BVSIMC: Bayesian Variable Selection-Guided Inductive Matrix Completion for Improved and Interpretable Drug Discovery

TL;DR

BVSIMC introduces a Bayesian model that performs variable selection on side features in drug discovery, leading to improved prediction accuracy and interpretability in drug resistance and repositioning tasks.

Contribution

The paper presents BVSIMC, a novel Bayesian approach that incorporates variable selection into inductive matrix completion for drug discovery, enhancing both accuracy and interpretability.

Findings

BVSIMC outperforms existing methods in prediction accuracy.

It identifies clinically meaningful side features.

Validated on synthetic and real drug discovery data.

^^^^^^^^^^^^^^^^

* [Work instruction]:
Could you carry on the BVSIMC drug discovery summary above, picking up right after its final line?

^^^^^^^^^^^^^^^^

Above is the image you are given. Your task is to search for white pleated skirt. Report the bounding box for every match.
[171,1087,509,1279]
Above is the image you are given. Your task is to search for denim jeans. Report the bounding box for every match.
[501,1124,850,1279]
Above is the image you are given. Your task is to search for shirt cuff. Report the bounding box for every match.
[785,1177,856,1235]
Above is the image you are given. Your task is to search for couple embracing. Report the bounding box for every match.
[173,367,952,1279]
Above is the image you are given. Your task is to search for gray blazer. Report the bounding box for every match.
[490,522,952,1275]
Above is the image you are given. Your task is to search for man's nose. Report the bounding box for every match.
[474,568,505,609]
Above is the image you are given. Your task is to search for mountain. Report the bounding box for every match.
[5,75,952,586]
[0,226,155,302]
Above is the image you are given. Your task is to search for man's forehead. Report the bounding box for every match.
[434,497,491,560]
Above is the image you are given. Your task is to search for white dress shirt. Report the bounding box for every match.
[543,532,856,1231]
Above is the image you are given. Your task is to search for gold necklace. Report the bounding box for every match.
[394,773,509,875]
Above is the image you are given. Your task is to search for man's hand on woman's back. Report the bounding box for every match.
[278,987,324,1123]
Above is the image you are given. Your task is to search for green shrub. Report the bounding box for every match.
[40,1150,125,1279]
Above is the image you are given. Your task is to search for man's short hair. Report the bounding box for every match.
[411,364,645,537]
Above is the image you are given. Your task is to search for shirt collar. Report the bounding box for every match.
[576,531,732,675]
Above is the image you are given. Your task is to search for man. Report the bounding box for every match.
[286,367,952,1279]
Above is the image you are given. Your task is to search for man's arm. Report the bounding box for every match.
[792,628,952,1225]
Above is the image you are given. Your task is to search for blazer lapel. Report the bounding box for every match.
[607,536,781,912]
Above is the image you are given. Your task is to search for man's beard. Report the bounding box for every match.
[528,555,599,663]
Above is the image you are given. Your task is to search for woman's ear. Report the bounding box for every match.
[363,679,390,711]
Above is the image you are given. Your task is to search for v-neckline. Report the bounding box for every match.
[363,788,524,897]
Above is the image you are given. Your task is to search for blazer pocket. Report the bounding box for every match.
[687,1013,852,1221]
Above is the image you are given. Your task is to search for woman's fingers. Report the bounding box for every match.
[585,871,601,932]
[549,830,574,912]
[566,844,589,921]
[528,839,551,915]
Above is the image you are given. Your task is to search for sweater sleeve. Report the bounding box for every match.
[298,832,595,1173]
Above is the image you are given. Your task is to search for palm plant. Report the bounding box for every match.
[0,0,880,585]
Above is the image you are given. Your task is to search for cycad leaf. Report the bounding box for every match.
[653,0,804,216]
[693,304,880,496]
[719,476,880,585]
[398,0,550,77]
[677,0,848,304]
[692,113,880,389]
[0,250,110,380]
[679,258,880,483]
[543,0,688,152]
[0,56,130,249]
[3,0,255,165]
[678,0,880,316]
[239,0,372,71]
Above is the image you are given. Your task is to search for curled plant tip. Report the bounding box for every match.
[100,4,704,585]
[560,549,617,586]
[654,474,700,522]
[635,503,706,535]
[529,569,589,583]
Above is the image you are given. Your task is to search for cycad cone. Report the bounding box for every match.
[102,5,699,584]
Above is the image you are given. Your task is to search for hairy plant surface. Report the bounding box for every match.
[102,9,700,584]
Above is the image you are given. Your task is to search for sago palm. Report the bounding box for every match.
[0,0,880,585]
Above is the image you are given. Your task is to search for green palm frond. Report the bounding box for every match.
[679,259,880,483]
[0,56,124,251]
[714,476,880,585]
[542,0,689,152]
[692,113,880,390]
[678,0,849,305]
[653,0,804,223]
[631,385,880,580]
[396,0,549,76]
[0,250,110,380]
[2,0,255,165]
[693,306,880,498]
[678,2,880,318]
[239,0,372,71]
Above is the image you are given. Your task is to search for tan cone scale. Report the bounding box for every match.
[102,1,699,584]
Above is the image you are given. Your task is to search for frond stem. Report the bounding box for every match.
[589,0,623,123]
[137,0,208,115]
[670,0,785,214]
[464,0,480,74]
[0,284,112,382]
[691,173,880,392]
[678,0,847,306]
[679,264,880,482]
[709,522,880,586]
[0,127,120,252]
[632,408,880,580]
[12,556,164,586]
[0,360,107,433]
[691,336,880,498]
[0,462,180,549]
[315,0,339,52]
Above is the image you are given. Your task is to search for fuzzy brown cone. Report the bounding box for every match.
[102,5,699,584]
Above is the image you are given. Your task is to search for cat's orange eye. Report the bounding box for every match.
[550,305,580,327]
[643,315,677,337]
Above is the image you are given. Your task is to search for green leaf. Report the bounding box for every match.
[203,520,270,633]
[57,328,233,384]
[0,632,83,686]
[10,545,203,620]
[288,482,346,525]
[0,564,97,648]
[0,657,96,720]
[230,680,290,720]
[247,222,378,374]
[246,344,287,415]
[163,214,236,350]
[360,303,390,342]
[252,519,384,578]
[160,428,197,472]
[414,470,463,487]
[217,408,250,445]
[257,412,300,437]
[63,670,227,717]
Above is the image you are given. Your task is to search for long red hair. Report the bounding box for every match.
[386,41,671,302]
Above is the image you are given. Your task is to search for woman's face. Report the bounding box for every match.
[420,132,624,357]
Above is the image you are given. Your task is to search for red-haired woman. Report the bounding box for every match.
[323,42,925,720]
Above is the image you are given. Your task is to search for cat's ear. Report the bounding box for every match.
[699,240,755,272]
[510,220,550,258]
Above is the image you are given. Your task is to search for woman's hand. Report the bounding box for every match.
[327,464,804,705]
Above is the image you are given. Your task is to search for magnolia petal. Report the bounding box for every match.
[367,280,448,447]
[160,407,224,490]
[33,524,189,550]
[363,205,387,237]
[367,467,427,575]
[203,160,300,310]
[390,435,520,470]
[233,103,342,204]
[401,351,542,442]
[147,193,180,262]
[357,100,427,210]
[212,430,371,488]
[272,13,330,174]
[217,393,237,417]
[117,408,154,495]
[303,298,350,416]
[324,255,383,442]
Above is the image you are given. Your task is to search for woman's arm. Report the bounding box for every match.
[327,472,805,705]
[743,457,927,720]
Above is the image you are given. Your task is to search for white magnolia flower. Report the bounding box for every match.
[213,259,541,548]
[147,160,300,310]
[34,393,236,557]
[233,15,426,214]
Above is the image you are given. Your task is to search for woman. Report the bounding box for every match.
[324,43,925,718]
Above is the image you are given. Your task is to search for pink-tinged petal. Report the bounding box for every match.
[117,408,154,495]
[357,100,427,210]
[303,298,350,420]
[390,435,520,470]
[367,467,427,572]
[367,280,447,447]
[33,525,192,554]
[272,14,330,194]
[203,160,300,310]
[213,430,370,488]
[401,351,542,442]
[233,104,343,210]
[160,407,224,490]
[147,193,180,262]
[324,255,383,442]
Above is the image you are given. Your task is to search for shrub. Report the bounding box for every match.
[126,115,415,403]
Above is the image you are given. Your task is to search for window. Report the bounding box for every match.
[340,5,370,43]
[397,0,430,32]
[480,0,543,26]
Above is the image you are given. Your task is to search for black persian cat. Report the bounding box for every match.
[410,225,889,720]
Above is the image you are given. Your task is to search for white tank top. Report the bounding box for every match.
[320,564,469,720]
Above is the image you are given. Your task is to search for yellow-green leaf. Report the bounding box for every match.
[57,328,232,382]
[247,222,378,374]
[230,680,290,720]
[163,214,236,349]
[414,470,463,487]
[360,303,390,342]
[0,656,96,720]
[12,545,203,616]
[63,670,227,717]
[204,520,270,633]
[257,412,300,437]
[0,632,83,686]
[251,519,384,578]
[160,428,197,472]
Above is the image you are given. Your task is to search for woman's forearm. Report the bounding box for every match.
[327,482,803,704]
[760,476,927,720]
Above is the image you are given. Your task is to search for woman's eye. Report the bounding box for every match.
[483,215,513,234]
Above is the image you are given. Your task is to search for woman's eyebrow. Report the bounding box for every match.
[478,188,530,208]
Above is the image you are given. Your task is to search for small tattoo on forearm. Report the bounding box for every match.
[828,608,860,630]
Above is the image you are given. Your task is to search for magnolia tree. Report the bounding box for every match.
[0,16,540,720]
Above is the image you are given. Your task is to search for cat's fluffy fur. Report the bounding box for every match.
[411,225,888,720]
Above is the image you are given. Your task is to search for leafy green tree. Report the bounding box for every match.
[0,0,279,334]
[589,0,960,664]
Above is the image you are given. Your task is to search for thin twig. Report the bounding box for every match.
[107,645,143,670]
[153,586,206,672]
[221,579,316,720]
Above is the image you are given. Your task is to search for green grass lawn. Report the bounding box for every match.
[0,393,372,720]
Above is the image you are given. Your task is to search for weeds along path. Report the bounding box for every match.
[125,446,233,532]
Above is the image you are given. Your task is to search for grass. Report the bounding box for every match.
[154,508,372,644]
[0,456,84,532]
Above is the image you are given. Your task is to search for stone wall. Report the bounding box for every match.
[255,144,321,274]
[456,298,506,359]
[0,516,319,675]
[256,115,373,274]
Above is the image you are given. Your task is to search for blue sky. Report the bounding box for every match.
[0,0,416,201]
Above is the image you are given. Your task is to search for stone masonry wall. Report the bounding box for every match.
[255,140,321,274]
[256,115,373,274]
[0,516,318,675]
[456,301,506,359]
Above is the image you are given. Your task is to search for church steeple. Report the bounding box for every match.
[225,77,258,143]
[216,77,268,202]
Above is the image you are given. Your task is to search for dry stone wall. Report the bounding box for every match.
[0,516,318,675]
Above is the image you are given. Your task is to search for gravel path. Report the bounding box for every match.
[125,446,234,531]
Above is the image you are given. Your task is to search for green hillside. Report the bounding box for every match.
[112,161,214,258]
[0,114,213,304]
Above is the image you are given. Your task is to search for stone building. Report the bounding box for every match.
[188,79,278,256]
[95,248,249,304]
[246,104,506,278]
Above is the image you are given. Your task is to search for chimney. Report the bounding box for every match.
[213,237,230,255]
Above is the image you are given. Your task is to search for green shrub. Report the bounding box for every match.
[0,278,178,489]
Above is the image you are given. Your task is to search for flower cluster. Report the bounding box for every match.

^^^^^^^^^^^^^^^^

* [Exercise answer]:
Abstract

Recent advances in drug discovery have demonstrated that incorporating side information (e.g., chemical properties about drugs and genomic information about diseases) often greatly improves prediction performance. However, these side features can vary widely in relevance and are often noisy and high-dimensional. We propose Bayesian Variable Selection-Guided Inductive Matrix Completion (BVSIMC), a new Bayesian model that enables variable selection from side features in drug discovery. By learning sparse latent embeddings, BVSIMC improves both predictive accuracy and interpretability. We validate our method through simulation studies and two drug discovery applications: 1) prediction of drug resistance in Mycobacterium tuberculosis, and 2) prediction of new drug-disease associations in computational drug repositioning. On both synthetic and real data, BVSIMC outperforms several other state-of-the-art methods in terms of prediction. In our two real examples, BVSIMC further reveals the most clinically meaningful side features.